---------- SOURCE DATA ----------
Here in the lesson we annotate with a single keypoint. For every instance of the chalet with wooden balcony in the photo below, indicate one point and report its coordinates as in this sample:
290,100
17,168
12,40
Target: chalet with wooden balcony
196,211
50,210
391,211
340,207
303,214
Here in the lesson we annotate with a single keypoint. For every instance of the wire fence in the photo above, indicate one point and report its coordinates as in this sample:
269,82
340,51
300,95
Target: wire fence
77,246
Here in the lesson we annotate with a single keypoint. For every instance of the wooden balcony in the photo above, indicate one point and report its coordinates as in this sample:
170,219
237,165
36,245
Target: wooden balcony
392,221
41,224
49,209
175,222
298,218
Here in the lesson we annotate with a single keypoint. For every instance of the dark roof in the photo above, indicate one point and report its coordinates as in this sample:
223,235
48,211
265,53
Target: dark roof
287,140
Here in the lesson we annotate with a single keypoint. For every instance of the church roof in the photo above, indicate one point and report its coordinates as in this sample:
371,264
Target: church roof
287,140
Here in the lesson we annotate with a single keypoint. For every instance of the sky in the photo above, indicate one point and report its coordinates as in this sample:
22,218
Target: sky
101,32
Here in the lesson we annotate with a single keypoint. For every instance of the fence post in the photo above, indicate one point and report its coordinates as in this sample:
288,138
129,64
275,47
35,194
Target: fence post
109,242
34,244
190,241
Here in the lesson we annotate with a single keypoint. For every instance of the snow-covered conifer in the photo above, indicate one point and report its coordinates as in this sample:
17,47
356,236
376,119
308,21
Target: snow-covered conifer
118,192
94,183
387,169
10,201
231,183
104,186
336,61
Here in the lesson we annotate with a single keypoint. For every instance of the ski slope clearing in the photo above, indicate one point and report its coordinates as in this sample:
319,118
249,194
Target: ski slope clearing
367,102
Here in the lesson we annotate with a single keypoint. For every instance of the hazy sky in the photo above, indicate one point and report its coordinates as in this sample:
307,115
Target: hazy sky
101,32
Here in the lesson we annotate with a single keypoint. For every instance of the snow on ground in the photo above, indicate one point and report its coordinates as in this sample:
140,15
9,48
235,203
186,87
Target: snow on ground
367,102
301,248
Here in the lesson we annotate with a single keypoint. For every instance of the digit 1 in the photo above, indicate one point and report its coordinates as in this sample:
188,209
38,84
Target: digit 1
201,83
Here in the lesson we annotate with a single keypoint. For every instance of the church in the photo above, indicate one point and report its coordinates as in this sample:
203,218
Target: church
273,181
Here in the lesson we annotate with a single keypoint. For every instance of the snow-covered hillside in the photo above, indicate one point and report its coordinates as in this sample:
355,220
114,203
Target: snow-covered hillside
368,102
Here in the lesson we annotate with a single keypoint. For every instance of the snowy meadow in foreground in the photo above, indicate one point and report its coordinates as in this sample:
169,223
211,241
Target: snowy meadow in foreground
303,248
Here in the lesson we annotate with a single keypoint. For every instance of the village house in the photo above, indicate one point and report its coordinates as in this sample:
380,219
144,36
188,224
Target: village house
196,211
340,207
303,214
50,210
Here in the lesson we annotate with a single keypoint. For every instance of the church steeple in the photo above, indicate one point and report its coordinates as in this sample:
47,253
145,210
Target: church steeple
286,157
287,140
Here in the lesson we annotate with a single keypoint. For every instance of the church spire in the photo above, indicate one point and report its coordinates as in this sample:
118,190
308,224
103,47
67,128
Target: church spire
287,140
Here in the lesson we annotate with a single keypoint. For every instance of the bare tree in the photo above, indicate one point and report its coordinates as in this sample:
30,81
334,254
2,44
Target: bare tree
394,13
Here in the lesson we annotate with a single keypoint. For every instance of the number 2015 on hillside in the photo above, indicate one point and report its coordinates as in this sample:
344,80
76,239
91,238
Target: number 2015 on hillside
----------
PROMPT -> All lines of the records above that contain the word "number" are to be copied out.

SOLUTION TO THIS TASK ->
Here in the lesson we annotate with a single keypoint. For every instance of the number 2015 on hillside in the photo above, indicate one point and report its coordinates as in this sample:
Target: number 2015 on hillside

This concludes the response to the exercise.